*Saved entries*.
## start
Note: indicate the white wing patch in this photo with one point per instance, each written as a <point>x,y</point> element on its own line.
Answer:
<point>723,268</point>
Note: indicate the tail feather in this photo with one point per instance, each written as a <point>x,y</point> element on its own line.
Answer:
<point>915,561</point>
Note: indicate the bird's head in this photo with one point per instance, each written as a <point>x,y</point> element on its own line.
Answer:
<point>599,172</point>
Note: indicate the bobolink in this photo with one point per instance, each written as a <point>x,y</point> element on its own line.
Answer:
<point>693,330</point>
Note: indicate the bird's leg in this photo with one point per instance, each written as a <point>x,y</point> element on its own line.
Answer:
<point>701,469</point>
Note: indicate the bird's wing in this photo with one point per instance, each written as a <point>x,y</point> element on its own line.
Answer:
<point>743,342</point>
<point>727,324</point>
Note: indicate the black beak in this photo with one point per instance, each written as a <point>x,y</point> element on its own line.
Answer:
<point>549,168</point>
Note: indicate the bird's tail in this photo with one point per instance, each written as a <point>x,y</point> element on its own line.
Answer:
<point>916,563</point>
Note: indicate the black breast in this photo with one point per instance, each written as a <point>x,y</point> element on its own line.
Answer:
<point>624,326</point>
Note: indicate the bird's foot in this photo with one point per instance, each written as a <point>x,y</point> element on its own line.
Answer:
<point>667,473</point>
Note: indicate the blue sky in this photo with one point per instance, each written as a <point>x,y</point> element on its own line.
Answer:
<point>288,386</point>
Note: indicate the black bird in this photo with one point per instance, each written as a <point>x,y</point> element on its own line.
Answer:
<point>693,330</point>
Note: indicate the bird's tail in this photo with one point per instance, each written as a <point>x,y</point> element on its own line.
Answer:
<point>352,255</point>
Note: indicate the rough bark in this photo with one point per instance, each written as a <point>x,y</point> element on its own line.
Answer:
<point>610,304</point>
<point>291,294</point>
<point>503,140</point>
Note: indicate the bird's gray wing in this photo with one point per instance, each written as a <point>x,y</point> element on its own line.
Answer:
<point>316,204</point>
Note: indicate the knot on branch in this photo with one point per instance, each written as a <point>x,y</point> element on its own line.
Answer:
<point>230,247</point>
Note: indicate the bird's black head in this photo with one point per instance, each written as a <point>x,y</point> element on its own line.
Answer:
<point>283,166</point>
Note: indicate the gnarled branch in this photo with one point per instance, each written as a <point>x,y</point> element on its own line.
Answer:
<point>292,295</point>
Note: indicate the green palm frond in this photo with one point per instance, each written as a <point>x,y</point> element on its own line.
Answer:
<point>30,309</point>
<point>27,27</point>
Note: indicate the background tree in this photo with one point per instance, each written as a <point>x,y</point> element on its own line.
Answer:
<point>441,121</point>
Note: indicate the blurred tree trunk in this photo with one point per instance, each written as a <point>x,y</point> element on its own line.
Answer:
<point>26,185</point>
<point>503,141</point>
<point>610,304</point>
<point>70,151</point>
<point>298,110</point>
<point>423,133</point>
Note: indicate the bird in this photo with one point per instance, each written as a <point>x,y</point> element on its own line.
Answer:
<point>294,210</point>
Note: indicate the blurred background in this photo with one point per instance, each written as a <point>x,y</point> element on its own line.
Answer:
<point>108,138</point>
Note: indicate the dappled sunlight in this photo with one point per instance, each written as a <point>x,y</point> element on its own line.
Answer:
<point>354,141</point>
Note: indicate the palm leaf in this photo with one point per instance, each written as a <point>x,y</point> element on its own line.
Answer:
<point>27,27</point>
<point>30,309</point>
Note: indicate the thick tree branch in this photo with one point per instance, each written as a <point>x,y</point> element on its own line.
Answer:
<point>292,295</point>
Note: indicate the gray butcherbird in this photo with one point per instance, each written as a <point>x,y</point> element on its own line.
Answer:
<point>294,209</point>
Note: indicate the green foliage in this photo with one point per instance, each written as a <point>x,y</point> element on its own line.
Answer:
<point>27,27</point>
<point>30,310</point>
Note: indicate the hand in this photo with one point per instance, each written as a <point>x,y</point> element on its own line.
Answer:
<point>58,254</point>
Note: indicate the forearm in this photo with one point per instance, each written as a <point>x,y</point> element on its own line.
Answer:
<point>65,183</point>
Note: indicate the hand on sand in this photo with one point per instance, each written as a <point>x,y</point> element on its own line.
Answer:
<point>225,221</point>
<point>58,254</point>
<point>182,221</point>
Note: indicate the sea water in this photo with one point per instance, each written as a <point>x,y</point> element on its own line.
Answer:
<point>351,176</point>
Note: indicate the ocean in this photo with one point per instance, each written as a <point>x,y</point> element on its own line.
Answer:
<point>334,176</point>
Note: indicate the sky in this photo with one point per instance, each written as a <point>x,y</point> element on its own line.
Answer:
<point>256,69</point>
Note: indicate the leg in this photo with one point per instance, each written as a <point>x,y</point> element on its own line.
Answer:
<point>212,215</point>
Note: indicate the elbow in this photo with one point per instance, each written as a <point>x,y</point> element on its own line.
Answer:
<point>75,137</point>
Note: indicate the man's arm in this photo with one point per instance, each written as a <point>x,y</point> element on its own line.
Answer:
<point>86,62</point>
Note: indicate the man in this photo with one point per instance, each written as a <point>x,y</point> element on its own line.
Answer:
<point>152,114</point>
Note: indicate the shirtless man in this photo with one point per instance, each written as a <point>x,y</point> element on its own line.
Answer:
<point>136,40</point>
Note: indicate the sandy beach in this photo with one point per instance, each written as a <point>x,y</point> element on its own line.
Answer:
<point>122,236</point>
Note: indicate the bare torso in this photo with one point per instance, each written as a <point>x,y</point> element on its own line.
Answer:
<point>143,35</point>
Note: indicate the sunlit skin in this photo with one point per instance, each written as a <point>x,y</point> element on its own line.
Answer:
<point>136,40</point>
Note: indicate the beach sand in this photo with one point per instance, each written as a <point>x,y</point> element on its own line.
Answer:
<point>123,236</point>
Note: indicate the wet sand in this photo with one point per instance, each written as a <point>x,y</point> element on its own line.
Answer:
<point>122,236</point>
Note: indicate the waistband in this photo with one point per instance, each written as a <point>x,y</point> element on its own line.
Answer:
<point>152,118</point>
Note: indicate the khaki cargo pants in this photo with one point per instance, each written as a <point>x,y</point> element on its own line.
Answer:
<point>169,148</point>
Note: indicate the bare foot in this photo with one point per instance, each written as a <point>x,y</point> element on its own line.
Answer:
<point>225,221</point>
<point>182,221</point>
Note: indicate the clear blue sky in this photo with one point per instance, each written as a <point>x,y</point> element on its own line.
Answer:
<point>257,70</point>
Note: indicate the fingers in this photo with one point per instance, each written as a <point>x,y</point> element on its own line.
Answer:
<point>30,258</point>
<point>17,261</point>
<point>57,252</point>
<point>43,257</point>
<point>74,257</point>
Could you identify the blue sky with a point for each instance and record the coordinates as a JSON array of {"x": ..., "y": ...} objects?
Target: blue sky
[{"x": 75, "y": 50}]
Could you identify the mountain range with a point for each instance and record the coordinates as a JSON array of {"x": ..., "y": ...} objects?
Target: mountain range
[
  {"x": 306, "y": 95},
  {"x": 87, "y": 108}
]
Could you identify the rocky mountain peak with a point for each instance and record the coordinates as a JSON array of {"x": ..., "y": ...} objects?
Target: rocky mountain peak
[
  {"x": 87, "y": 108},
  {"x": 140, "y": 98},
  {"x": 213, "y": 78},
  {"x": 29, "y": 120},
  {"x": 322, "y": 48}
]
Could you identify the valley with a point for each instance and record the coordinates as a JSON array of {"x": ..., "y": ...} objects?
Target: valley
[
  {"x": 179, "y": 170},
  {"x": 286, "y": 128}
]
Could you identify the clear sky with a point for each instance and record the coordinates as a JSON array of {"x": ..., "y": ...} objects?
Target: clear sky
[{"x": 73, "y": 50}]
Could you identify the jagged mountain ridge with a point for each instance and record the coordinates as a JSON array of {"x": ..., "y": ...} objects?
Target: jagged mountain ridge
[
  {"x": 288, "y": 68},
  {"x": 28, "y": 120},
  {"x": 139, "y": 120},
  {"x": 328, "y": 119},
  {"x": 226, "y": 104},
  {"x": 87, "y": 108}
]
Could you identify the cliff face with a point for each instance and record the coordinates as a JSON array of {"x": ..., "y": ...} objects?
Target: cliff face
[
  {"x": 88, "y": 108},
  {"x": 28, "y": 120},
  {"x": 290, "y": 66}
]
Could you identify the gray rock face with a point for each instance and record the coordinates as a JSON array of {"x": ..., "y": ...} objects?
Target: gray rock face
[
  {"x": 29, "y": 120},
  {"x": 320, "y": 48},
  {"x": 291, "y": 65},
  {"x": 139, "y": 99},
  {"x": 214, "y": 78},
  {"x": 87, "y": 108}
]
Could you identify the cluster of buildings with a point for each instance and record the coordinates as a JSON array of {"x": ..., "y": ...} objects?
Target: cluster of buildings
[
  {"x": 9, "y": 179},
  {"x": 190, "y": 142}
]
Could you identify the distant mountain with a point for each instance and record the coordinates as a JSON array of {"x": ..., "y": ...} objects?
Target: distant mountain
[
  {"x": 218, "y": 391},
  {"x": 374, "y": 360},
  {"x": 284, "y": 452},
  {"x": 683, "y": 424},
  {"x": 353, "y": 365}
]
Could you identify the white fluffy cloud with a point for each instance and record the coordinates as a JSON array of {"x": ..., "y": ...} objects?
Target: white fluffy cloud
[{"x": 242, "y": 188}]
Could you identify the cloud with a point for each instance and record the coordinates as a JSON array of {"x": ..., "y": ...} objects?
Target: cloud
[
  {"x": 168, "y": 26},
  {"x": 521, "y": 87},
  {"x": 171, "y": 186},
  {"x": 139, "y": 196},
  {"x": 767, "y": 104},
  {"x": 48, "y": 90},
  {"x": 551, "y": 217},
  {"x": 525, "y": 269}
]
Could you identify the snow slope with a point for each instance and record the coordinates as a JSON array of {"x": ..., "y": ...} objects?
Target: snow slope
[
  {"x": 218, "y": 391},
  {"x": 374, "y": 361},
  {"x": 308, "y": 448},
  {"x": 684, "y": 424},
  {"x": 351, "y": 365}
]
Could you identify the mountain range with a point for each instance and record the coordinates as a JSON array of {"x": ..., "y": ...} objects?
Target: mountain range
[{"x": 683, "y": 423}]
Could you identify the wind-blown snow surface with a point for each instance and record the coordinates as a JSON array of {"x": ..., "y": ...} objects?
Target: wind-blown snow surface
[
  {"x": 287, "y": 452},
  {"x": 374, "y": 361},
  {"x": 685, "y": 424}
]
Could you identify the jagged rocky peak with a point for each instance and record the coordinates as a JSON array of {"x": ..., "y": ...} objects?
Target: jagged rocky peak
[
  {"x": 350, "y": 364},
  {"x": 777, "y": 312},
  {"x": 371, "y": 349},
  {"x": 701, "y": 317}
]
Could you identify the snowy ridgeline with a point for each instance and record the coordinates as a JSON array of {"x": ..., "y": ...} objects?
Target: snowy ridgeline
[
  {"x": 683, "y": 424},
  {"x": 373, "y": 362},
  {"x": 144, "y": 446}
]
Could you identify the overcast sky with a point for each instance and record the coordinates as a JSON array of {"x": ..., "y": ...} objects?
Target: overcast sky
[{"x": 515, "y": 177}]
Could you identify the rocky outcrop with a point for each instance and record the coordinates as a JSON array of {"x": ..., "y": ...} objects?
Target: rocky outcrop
## end
*What is needed*. Can you swap "Answer" for "Response" in the lines from the line with "Note: indicate the bird in" up to and including the line with "<point>354,141</point>", changing nothing else and giving back only those lines?

*Result for this exercise*.
Note: indicate the bird in this photo with one point per instance, each written as a <point>x,y</point> element on its own line.
Response:
<point>294,210</point>
Note: indicate the blurred background in this photo with one point per instance, each written as a <point>x,y</point> element on its own line.
Response:
<point>108,138</point>
Note: indicate the dappled sunlight in this photo with one point per instance, each written as a <point>x,y</point> element on its own line.
Response:
<point>354,141</point>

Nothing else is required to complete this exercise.